● **Material to process**
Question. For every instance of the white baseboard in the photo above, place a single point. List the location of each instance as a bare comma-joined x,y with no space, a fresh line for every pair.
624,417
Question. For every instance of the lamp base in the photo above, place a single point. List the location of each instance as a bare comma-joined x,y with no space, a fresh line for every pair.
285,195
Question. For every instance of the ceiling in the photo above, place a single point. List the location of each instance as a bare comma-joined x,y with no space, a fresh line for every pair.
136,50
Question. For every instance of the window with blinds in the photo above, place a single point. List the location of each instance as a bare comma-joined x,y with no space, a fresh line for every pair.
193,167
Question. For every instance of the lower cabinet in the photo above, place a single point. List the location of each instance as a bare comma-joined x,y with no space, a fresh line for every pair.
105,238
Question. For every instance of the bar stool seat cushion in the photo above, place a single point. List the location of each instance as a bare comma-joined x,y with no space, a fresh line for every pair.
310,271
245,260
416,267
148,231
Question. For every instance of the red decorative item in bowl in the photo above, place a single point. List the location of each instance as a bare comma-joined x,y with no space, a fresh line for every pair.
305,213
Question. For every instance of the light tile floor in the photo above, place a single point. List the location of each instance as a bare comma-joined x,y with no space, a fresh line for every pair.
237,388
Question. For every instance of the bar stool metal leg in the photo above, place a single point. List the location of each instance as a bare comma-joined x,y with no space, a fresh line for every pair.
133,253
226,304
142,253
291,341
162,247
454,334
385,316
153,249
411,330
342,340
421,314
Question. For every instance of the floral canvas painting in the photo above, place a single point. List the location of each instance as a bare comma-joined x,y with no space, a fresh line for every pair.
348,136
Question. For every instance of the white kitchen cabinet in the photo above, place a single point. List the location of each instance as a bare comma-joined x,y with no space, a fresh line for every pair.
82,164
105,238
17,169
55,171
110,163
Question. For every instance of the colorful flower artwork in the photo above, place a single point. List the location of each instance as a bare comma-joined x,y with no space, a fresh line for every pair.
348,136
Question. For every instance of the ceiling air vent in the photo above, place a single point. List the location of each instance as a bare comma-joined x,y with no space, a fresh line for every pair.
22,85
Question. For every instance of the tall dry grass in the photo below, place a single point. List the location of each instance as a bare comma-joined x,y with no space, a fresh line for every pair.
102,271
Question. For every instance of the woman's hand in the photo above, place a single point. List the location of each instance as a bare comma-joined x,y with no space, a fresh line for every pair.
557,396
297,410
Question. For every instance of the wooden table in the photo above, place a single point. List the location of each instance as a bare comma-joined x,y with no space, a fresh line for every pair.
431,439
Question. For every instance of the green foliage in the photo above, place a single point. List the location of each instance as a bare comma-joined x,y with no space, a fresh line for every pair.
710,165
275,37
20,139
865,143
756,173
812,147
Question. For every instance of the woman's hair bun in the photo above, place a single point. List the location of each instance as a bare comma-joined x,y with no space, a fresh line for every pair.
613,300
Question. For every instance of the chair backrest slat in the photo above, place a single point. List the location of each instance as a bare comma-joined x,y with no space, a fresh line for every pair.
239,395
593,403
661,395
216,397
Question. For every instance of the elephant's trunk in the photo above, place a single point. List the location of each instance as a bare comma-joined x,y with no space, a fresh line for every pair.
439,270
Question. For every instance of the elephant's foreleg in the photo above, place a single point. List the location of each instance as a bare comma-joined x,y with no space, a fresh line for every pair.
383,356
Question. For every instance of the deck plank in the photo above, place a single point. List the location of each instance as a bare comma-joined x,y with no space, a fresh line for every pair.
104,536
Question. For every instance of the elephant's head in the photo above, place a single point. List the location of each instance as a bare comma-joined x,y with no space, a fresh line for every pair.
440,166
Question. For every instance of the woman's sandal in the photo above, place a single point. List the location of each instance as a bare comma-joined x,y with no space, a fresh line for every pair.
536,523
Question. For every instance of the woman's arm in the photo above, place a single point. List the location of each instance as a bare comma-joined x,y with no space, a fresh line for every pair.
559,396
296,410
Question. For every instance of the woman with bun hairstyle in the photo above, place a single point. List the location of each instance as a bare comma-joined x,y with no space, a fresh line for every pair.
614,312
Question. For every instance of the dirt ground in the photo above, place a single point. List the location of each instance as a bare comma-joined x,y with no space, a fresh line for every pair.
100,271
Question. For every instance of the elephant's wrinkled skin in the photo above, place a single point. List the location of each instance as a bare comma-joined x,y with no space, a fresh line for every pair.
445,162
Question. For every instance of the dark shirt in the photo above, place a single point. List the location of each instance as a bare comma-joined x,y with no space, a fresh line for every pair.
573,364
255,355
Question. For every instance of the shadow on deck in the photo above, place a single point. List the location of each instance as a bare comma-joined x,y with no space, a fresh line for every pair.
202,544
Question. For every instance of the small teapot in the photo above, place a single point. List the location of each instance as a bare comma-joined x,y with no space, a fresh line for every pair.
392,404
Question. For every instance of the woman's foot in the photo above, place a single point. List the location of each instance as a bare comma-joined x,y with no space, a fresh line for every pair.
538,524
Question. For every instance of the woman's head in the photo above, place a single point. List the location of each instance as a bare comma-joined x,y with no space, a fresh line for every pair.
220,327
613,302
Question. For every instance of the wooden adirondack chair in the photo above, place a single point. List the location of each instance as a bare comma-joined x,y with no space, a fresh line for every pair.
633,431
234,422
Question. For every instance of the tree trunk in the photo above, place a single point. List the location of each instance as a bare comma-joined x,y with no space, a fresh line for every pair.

● **Exercise instructions**
Retype all the material exactly as shown.

● **Solution to this problem**
Question. For every instance of the white baseboard in the photo above, place a single point. List the location of each instance as a bare comma-joined x,y with no space, a fresh line for every pair.
624,417
Question. For every instance of the lamp base in the photo above, place a single point. List the location of each instance as a bare comma-joined x,y with no space, a fresh line for every pair.
285,195
Question. For every instance of the ceiling in the photo above, place a single point. List the location of each instance as a bare comma-joined x,y with no space, a fresh line for every pair.
136,50
Question. For every instance of the window with blinds in the photo above, place a single point. List the location of each instance as a bare comma-joined x,y with no space, a fresh line for every pair.
193,167
Question. For every instance of the lower cabinet in the photo above, place a single point. List the location of each instance as a bare comma-joined x,y with no space, a fresh line for every pair.
105,238
Question. For every instance of the bar stool seat cushion in the photo above, place a single point. List the location of each instance as a bare comma-joined x,y with no space, a fresh line for every pair.
310,271
245,260
416,267
148,231
Question. For every instance of the red decorative item in bowl in the photo above, place a single point. List the location of each instance as a bare comma-joined x,y with no space, a fresh line for every pair.
305,213
Question. For every instance of the light tile floor in the photo above, place a single point. List the location of each instance as a bare comma-joined x,y with no space, a fresh line for every pair.
237,388
Question. For every instance of the bar stool metal leg in the photo above, place a single point. List the location of each instance as a bare comma-joined x,y with no space, a fresh line for every pair.
133,253
226,304
142,253
291,341
162,247
454,334
385,316
153,249
411,330
342,340
421,314
Question. For every instance of the floral canvas painting in the photo above, place a single point. List the location of each instance as a bare comma-joined x,y with no space, a fresh line for every pair.
348,136
Question. For every instance of the white kitchen cabinet in the photo above, place a single point. List the location of each instance as a bare comma-joined x,y with no space, a fresh line for every pair.
82,164
105,238
17,169
55,171
110,163
Question. For every instance of the colorful flower artwork in the photo above, place a single point. List the location of each instance as a bare comma-joined x,y with no space, a fresh line for every pair.
348,136
Question. For every instance of the ceiling air vent in the photo above, place a single point. List the location of each instance as a bare comma-joined x,y with no space, a fresh line for every pair.
22,85
Question. For every instance of the tall dry grass in the photo below, place a single point. List the location of each instance as a bare comma-joined x,y with no space, a fresh line for every pair.
102,271
Question. For every instance of the woman's hand in the photo above, place a single point. List the location of each instance as a bare comma-joined x,y with no space, a fresh line for every pair.
557,396
297,410
Question. For every instance of the wooden table in the photo above, place a single point. List the location of each instance as a bare comma-joined x,y with no space, a fresh line for every pair.
431,439
Question. For every instance of the green foliage in the photo above, place a single point. List the location of each instance as a bare comma-joined x,y with no space, a fresh line for every pair.
710,165
275,37
20,139
865,143
756,173
812,147
Question. For every instance of the woman's hair bun in the photo above, place a single point. List the location of each instance as a bare comma-joined x,y with no space, a fresh line for every pair.
613,300
Question. For every instance of the chair backrest slat in the photo above, place a single point. List the location of each instance as a bare comma-joined x,y with no space, a fresh line for every pair.
239,395
593,403
661,395
216,397
Question. For every instance of the elephant's trunk in the photo above, place a single point. List the location of each instance as a bare comma-joined x,y with no space, a fresh line for every pair.
439,270
Question. For every instance of the elephant's foreleg in the photo above, place a single point. List the location of each instance as a bare comma-joined x,y with no space, a fresh line for every pair.
383,356
Question. For every instance of the deck plank in the photo above, place a single point. List the location of each instance as a bare comma-joined x,y with no space, a fresh line for every pair.
104,536
Question. For every instance of the elephant's head in the photo above, place a single point. List the location of each instance as a bare comma-joined x,y with no space, a fresh line for every pair.
440,166
Question. For every instance of the woman's sandal in the photo above, place a single point. List the location of each instance as a bare comma-joined x,y with no space, a fresh line for every pair.
536,523
Question. For every instance of the woman's arm in the photo above, place a single point. List the location of each instance as a bare comma-joined x,y with no space, a fresh line for every pair.
559,396
296,410
Question. For every instance of the woman with bun hairstyle in the photo above, place a single point. List the location of each instance as a bare comma-joined x,y with no space, a fresh line for every pair.
614,312
Question. For every instance of the dirt ground in the photo above, place a single point. List the location of each instance as a bare comma-joined x,y with no space, a fresh line for every pair.
100,271
Question. For every instance of the elephant's wrinkled skin in the photo above, place a single point. List the location of each instance as a bare comma-joined x,y with no space, a fresh line for every pair.
445,162
Question. For every instance of the dark shirt in the photo above, place a single point. List the location of each instance as a bare comma-joined x,y with no space, a fresh line for every pair.
573,364
255,355
Question. For every instance of the shadow on deck in the photo above, place a single point. List the location of each instance as a bare comma-joined x,y with no space, a fresh line for every pair.
202,544
Question. For every instance of the small teapot in the photo above, place a single point. List the location of each instance as a bare comma-joined x,y with no space, a fresh line for every pair.
392,404
Question. For every instance of the woman's foot in the photo above, place a single point. List the location of each instance as a bare comma-joined x,y with no space, a fresh line for every pair.
538,524
Question. For every instance of the woman's head in the photo above, place a single point. List the location of each instance as a bare comma-joined x,y with no space, a fresh line for every pair.
220,327
613,302
Question. For every instance of the wooden adirondack chair in the photo above, place a single point. List the location of each instance as a bare comma-joined x,y with no space, a fresh line for every pair.
633,431
234,422
Question. For every instance of the tree trunk in the photo above, place a single point. List the location of each instance as a bare comma-joined x,y with no space, a fresh line for every pair.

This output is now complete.